[Entries from a pointing dataset]
* Begin *

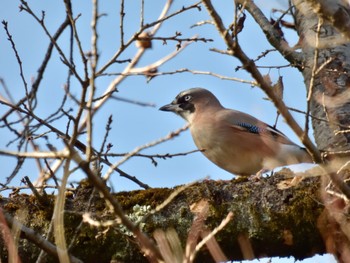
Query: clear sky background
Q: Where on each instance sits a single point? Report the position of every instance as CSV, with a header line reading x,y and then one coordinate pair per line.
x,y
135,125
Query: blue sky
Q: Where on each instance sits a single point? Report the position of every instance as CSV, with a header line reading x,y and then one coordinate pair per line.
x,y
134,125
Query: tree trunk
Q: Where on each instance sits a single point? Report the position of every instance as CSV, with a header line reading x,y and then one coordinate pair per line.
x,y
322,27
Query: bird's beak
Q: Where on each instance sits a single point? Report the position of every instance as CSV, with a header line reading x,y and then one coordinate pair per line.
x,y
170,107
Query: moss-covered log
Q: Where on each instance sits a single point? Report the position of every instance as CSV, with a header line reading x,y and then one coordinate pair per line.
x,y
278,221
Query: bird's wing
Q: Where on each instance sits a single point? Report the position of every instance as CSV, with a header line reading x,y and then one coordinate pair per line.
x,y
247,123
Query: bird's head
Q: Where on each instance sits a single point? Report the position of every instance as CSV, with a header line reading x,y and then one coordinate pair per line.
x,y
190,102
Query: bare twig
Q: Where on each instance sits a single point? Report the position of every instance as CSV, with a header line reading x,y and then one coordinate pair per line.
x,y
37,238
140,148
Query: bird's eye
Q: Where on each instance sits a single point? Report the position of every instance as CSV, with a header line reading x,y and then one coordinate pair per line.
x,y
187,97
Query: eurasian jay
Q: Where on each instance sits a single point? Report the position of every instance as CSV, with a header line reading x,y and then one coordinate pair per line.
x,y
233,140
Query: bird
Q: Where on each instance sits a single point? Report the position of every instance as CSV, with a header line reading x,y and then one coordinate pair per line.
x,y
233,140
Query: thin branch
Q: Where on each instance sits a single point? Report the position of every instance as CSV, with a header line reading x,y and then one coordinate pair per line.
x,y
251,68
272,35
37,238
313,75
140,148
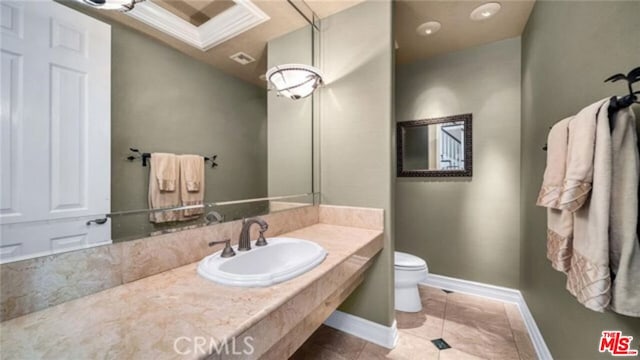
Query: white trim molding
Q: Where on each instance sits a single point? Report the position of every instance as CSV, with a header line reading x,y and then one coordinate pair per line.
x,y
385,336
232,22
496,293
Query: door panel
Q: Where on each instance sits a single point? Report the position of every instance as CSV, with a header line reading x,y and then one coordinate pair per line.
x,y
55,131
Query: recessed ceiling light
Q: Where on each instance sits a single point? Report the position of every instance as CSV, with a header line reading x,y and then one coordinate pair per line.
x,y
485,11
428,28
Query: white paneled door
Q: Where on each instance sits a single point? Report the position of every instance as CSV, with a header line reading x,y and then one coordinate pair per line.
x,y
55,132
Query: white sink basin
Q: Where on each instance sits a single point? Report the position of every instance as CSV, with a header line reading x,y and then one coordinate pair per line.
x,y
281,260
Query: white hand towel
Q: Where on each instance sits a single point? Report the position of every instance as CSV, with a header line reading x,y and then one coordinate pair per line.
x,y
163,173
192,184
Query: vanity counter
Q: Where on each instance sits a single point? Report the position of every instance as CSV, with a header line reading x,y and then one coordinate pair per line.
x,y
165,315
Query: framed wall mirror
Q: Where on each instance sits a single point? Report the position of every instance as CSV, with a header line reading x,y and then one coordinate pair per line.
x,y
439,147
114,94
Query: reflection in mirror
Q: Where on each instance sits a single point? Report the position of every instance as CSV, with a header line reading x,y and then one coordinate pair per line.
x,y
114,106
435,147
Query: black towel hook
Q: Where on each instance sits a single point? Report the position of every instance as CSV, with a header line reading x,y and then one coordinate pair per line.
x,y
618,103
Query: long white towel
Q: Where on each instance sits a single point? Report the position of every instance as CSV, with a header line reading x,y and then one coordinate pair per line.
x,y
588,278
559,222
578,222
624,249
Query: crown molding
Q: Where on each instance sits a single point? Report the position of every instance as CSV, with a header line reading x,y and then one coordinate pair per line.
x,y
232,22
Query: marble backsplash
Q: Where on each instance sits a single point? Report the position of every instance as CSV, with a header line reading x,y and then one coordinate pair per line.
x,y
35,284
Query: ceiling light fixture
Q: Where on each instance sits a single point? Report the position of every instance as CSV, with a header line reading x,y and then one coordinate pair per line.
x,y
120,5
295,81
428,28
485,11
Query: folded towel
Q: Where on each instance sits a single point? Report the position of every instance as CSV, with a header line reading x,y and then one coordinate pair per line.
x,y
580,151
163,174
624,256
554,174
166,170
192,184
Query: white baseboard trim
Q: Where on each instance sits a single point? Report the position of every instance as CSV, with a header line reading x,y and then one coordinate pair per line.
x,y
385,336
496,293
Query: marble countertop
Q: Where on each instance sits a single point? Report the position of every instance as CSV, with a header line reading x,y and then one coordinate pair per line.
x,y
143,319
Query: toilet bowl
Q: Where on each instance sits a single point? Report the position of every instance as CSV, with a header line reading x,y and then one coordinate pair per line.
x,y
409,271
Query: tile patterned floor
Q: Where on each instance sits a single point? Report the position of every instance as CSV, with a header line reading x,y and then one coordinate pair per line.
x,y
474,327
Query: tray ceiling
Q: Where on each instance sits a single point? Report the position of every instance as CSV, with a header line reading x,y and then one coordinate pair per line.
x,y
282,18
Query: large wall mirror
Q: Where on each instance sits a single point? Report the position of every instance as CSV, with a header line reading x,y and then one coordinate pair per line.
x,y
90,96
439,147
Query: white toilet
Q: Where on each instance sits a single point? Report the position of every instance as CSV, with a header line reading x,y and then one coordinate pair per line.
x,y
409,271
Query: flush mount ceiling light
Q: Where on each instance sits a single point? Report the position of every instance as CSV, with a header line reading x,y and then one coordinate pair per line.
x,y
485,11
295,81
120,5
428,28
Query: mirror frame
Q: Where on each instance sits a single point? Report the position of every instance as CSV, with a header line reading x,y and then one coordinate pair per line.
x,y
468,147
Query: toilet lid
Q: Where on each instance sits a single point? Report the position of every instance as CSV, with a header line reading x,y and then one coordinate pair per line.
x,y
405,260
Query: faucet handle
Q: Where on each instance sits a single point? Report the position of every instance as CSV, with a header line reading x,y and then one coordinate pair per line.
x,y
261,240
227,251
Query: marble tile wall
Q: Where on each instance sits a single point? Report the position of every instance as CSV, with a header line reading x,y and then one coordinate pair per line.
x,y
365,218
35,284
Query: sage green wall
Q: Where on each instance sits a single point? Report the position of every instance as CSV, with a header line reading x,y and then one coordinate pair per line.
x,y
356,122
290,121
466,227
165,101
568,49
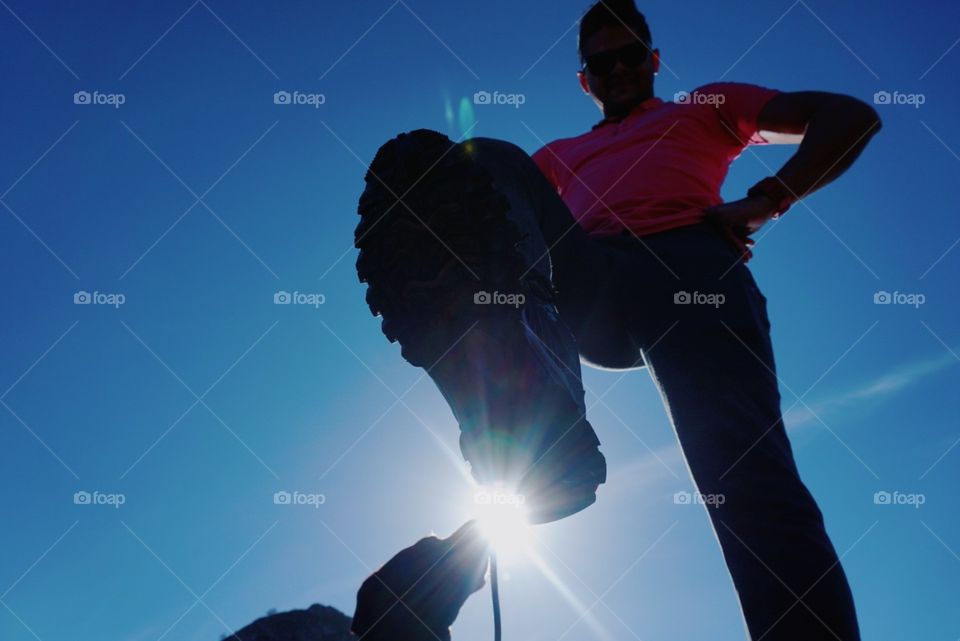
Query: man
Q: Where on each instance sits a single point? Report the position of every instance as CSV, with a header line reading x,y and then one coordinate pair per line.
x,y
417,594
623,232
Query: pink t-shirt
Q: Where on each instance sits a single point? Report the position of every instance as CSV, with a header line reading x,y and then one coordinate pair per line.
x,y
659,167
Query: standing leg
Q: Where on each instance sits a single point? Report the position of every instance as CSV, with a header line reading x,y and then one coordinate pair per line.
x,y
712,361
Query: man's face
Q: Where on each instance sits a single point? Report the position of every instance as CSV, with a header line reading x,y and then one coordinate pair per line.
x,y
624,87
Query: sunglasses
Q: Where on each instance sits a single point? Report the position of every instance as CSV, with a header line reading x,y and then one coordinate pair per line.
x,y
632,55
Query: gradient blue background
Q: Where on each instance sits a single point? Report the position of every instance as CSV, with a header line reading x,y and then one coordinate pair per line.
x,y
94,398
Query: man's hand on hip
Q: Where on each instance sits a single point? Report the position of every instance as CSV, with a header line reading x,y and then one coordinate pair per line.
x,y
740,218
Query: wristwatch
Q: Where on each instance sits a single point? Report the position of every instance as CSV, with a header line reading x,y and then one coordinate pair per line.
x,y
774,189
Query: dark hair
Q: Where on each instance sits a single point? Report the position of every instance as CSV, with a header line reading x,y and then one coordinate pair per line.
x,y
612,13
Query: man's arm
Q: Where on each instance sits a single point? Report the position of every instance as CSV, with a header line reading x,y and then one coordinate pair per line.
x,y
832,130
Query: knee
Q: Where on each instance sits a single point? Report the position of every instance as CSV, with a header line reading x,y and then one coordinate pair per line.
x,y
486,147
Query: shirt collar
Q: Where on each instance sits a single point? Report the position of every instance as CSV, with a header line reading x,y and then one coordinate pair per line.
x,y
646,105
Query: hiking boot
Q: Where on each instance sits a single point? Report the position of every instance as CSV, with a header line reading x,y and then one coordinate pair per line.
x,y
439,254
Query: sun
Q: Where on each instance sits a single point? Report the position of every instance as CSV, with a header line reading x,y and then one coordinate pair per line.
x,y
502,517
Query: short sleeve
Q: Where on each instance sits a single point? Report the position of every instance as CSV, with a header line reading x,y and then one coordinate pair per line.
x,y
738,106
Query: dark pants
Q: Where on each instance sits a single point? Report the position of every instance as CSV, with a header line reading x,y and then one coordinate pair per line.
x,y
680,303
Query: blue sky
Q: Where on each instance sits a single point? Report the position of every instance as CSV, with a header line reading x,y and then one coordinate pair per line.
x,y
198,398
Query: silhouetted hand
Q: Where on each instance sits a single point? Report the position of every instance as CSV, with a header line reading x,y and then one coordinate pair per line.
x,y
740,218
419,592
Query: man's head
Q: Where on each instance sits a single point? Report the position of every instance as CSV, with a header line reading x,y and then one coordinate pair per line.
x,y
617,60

* End *

_Work required_: Copy out exactly the lines from the line with "Query: hiking boot" to the end of the listing, including both of those lines, and give nothing else.

_Complete response_:
Query: hiking boot
Q: Where on each instance sits a single point? Report the position of every instance as CSV, with a header line reading x,y and then one coordinate pair per line.
x,y
439,254
Query: sun
Q: Where on each instance sits a single point? Report the position of every instance as CSV, with a header line reading x,y and then one coordinate pair per line.
x,y
502,517
Query: short sleeve
Q: Where on each instance sits a single point? Report the position of every instance as CSV, with a header line reading x,y and then one coordinate pair per line.
x,y
738,106
Query: dark pants
Q: Where on each instance sits a single point? Report the position of every instance as CSV, with a header line reading x,y and then one coordinate pair per line.
x,y
680,303
Query: blue sky
Q: Where on each instance sits a single point? Report the position of every instance as CSV, with a header line reading x,y and then one coordinate pair per line.
x,y
198,398
Query: silhouetted hand
Q: Where on each instance sits a single point? Report the position of every instance as CSV, with a header line reading x,y and then one coordinate pair per line.
x,y
740,218
419,592
Query: man's head
Q: Where on each instance sits a single point? Report the position of every instance as CSV, with a header line reading x,y and then one coordinate pair per line.
x,y
617,60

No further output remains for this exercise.